### Source records:
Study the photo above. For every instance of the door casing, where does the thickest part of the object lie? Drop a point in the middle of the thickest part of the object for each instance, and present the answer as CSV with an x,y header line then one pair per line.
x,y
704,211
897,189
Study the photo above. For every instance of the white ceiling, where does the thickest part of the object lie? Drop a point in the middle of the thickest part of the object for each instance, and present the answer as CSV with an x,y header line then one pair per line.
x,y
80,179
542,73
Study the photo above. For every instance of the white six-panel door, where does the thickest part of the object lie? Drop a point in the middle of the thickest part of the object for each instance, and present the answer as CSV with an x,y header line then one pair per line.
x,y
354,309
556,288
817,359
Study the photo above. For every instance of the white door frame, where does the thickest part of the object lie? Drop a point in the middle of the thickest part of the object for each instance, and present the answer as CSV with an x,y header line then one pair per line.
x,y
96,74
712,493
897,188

### Problem to work on:
Supply the entire listing above again, word for word.

### Reply:
Study the photo above. For every instance of the door casing, where does the thickest part of the object lie? Drop a point in the middle of the thickest part of the object for each instance, and present the answer as CSV with an x,y header line then one pair per line.
x,y
704,211
897,189
Study the photo above. For every instance of the white ceiling, where does the thickest part of the object lie? Drop a point in the middle of the thickest part of the object for each instance, and present the answer as CSV with an x,y header line then one pair per line.
x,y
80,179
542,73
Study the photo above. For every instance of the white six-panel door, where does the thickest part of the object lie? Drop a point in the middle of the thickest part of the object for each instance, and present the answer as CSV with an x,y header line then one pair per line.
x,y
354,309
556,288
817,359
Study the photo above. For every instance of the white door frame, where does the thickest part of the object lie? Drop a point in the middle of the thickest part of the object for each instance, and present the answer as CSV with an x,y header line then one pair per line.
x,y
96,74
712,493
897,188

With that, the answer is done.